* SELECTED EXTRACT:
┌──
- Born: 25 May 2000 (age 26) Thiruvananthapuram, Kerala, India
- Education: M.O.P. Vaishnav College for Women
- Occupations: Actress; playback singer; television personality;
- Years active: 2019–present
- Parents: Dr. K. Krishnakumar (father); Binni Krishnakumar (mother);

= Sivaangi Krishnakumar =

Indian actress, playback singer, television personality (born 2000)

Sivaangi Krishnakumar (born 25 May 2000) is an Indian actress, comedian playback singer and television personality. In 2019, she participated in the Tamil singing competition Super Singer 7, which aired on Star Vijay. In 2020, she appeared in the comedy-cooking show, Cooku With Comali, which gained her popularity. She is the daughter of Kalaimamani award-winners Dr. K. Krishnakumar and Binni Krishnakumar. She has acted in films such as Don (2022), Naai Sekar Returns (2022) and Shot Boot Three (2023). She made her debut as a singer in the Malayalam film Boyy Friennd (2005) with the song "Omane".
└──
* PROMPT 1: Duplicate the passage of the Sivaangi Krishnakumar profile that opens with the words containing "- Born: 25 May" and closes with "personality (born 2000)".
* PROMPT 2: Recast the paragraph of the Sivaangi Krishnakumar profile beginning "Sivaangi Krishnakumar (born 25 May 2000)" as a short bulleted list of its main facts.
* PROMPT 3: Pick up the Sivaangi Krishnakumar profile after its last sentence and carry it on.
The records are not needed for any of this.

Entries from a point annotation set
┌──
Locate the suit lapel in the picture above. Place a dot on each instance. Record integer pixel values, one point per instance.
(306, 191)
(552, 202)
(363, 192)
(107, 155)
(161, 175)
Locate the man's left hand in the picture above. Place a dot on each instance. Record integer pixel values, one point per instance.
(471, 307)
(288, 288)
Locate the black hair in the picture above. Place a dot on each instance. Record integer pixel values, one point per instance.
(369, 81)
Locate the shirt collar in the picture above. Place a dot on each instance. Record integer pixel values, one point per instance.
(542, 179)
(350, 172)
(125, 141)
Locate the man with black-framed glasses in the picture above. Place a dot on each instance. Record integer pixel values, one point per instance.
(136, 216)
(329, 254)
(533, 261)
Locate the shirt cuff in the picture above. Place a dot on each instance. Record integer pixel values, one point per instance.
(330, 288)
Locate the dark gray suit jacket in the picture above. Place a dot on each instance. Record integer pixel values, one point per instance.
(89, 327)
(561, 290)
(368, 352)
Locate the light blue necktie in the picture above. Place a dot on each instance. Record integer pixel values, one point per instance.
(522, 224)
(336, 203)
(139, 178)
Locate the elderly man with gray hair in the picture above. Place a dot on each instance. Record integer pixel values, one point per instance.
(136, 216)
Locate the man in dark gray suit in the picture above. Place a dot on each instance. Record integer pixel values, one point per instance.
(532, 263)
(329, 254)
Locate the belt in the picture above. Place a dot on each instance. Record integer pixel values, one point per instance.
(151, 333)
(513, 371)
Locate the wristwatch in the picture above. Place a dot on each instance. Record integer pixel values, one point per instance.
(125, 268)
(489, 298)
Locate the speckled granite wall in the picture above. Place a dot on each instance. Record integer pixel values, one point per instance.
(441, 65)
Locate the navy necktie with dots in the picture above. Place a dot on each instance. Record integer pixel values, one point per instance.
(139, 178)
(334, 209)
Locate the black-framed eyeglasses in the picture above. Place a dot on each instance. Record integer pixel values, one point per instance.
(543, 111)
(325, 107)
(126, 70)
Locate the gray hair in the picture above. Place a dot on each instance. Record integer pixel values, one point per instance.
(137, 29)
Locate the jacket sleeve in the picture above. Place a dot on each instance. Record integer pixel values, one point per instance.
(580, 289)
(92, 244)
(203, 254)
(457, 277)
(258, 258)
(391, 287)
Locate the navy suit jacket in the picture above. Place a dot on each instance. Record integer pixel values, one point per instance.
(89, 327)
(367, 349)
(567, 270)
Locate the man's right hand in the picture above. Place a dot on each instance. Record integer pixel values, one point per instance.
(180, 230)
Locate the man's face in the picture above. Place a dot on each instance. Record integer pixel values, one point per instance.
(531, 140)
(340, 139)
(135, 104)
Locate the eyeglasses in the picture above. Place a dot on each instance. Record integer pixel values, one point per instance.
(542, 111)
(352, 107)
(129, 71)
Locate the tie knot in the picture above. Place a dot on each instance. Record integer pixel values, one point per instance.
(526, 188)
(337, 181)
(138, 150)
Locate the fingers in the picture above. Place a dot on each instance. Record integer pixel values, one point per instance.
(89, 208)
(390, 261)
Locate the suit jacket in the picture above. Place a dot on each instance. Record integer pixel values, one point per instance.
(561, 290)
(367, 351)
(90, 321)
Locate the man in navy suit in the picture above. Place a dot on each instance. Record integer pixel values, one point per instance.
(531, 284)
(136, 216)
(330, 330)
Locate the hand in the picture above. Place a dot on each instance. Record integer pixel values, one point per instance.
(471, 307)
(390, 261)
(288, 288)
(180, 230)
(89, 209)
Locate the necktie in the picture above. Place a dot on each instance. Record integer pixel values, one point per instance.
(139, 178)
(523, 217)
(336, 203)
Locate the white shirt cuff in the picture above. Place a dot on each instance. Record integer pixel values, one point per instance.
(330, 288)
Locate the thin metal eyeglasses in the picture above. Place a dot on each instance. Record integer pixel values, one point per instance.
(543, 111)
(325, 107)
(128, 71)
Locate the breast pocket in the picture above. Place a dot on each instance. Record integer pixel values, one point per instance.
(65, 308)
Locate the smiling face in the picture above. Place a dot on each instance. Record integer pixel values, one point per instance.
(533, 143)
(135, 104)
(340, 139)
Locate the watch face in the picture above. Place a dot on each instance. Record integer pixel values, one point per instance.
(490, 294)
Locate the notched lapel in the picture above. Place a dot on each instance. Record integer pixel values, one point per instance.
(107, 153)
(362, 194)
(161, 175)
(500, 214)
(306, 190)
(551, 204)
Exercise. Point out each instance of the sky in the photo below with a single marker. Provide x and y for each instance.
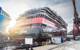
(63, 8)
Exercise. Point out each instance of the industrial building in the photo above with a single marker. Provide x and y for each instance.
(41, 24)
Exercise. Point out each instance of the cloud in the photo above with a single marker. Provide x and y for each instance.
(16, 7)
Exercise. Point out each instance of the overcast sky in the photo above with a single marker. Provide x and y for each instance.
(62, 7)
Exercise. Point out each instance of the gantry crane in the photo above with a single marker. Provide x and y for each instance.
(76, 21)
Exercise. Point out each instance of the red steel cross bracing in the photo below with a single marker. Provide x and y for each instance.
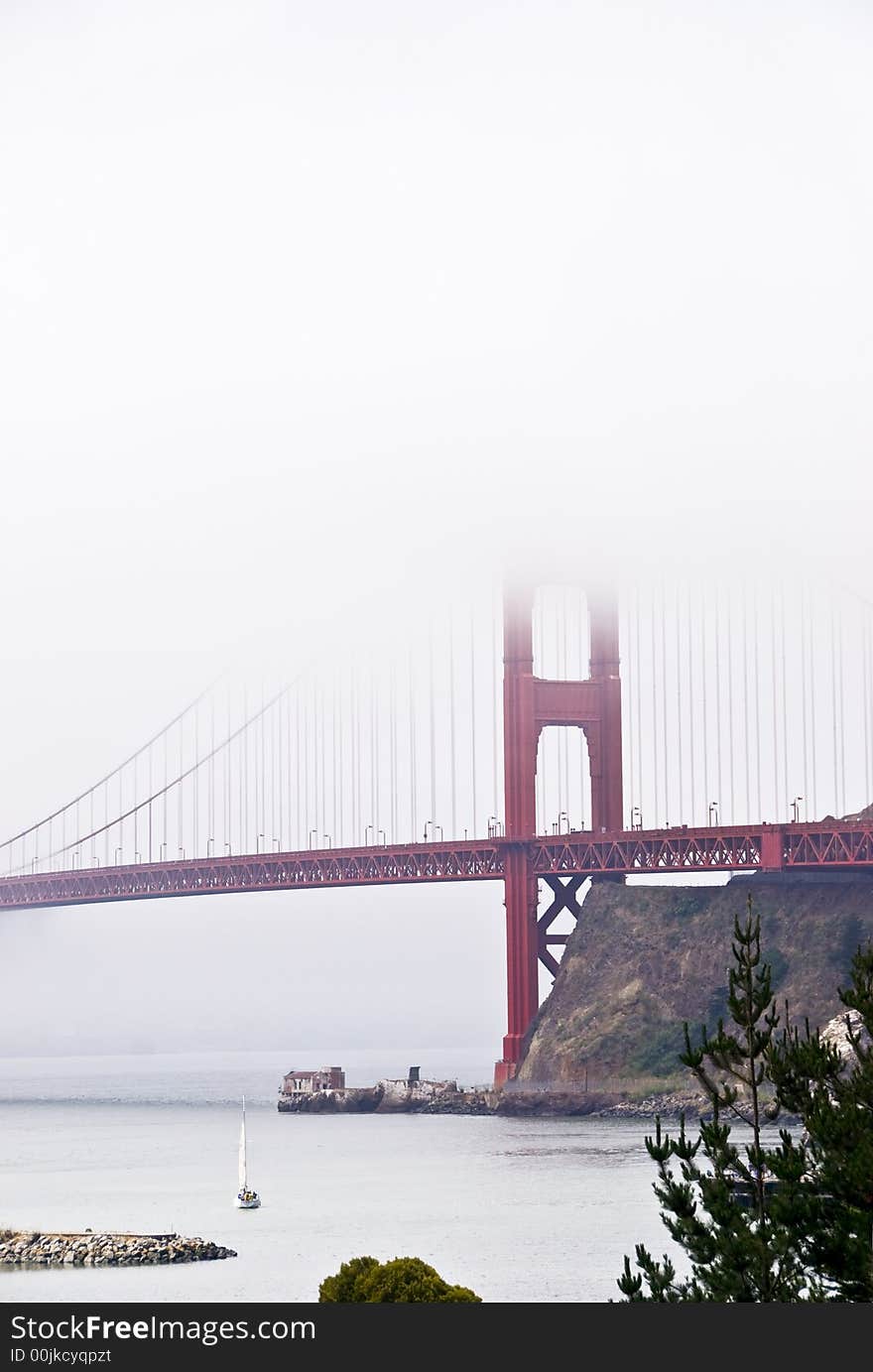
(530, 705)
└──
* EXERCISE RESPONSE 1:
- Born: 25 May 2000 (age 26) Thiruvananthapuram, Kerala, India
- Education: M.O.P. Vaishnav College for Women
- Occupations: Actress; playback singer; television personality;
- Years active: 2019–present
- Parents: Dr. K. Krishnakumar (father); Binni Krishnakumar (mother);

= Sivaangi Krishnakumar =

Indian actress, playback singer, television personality (born 2000)

* EXERCISE RESPONSE 2:
- Born 25 May 2000; Indian actress, playback singer and television personality
- 2019: took part in the Tamil singing competition Super Singer 7 on Star Vijay
- 2020: gained popularity on the comedy-cooking show Cooku With Comali
- Daughter of Kalaimamani award-winners Dr. K. Krishnakumar and Binni Krishnakumar
- Films include Don (2022), Naai Sekar Returns (2022) and Shot Boot Three (2023)
- Singing debut: the song "Omane" in the Malayalam film Boyy Friennd (2005)

* EXERCISE RESPONSE 3:
== Early life ==
Sivaangi was born in Thiruvananthapuram, Kerala to Tamil father Krishnakumar and Malayali mother Binni Krishnakumar, both carnatic singers.

== Career ==
In 2019, Sivaangi made her appearance as a contestant in an Indian Tamil-language reality television singing competition, Super Singer 7, which aired on Vijay TV.

She later was a part of the comedy cooking show Cooku With Comali that aired on Star Vijay. Sivaangi received a well reception across the audiences from becoming a lovable child to the homes of the viewers. She became a popular artist of the time the show released among Children and young audience.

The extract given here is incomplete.